Continue the post urging readers to volunteer for the Obama campaign, picking up right after its final sentence.

> Given text:

⁂

So tired of whining

I am tired of of diaries and comments from cowards.

MyDD..continues to be a source of allegedly...well meaning.."advice". The Obama Campaign should be doing "this".
The Obama Campaign is not doing "this".
If posters are so fuckin' worried about a McCain election, why are you not contributing some of your precious typing time to the Obama campaign?

I can guarantee you, if you do, exposure to the most finely tuned grassroots organization you have ever seen...and it is just getting ramped up..Does anyone really believe it was NOT the Obama ground effort that led to his victory in our Primary?

Change requires more than complaining...requires more than signs and bumper stickers...
It requires personal physical effort...
I regret nothing concerning my multiple arrests  for non-violent opposition.
One is here..
..and yes I wore my colors in the pic
http://www.denverpost.com/news/ci_409955 7

of course I am heavily involved in what will take place in opposition questions that will be raised here in Denver...

But I and my wife..and others are also involved with the Colorado Obama campaign...

⁂

> Object pointing dataset rows:
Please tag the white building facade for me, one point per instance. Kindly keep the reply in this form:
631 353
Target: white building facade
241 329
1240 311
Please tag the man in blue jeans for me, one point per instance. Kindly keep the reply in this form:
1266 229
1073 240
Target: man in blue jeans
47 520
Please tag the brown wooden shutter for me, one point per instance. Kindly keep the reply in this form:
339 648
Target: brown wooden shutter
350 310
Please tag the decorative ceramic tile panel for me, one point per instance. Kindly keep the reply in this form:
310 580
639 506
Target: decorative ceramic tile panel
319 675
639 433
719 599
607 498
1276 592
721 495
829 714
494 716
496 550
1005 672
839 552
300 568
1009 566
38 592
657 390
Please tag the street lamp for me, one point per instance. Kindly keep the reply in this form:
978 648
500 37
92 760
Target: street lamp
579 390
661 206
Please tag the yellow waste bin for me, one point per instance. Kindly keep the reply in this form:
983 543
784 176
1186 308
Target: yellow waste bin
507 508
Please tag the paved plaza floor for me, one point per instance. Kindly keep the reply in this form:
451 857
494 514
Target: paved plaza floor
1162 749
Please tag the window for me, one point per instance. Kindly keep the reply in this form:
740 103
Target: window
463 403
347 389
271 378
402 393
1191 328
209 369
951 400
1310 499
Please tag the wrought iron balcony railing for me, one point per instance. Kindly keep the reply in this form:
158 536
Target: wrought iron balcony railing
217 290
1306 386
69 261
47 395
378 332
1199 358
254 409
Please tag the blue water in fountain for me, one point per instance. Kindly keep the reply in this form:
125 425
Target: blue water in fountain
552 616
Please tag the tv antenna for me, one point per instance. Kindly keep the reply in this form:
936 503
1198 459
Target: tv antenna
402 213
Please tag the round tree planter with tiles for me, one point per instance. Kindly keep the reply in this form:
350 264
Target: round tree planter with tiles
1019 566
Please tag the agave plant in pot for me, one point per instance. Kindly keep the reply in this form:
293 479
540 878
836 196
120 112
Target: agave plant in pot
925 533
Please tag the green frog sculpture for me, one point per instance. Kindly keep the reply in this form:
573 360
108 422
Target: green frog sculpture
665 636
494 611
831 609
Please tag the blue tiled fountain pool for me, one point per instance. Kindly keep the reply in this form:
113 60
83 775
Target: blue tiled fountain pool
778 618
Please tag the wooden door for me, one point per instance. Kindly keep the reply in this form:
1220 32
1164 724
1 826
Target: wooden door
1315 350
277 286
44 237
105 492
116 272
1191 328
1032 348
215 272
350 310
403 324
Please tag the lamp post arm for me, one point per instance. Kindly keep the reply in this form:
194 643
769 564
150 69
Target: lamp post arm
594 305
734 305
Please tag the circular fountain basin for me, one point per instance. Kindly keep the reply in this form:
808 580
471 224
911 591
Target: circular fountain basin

⁂

> Exercise result:
Being passive(voting is not enough)has resulted in..well what we have now...

"Get out of the way, if you can't lend a hand"

So I guess I am saying STFU if your only contribution is typing on a keyboard...it is possible to type here..and lend a physical effort..
 



Display:


You're no fun. (2.00 / 11)

How is MyDD supposed to make any money if we spend time in the real world?


by catfish2 on Sat Aug 02, 2008 at 09:49:25 PM EST

I come here.... (2.00 / 4)

....so I can pretend that I'm in control of my life :D


by soyousay on Sat Aug 02, 2008 at 09:56:51 PM EST

Re: So tired of whining (2.00 / 2)

I believe that irony is the fulcrum of our lives...
The gentile humor by two that I have had cross words with..only reaffirms my belief..
so for the first time..
my mojo to soyousay and catfish..
(We still disagree on a lot of shit ok?)

"harlequin speech of suicide, demanding instantaneous lobotomy"
by nogo postal on Sat Aug 02, 2008 at 10:04:39 PM EST

Dude, I am so jealous of you. (none / 0)

I regret nothing concerning my multiple arrests  for non-violent opposition.
One is here..
..and yes I wore my colors in the pic
http://www.denverpost.com/news/ci_409955 7
 

Jealous and admiring.  Maybe I should wear a shirt, next time, that says "Too chicken to arrest me?  Cluck, cluck, cluck!"

I would love to rec your diary, but I can't.  There are too many meta-diaries like this making the rec list.  Thank you for saying something I agree with wholeheartedly.


by Dumbo on Sat Aug 02, 2008 at 10:22:59 PM EST

hhhmm... (2.00 / 3)

this diary raises an interesting point about the netroots.  

but i suspect that what you omitted to consider is that some people have personal, familial and work responsibilities thus amking it impossible to involve themselves on such a time-consuming level.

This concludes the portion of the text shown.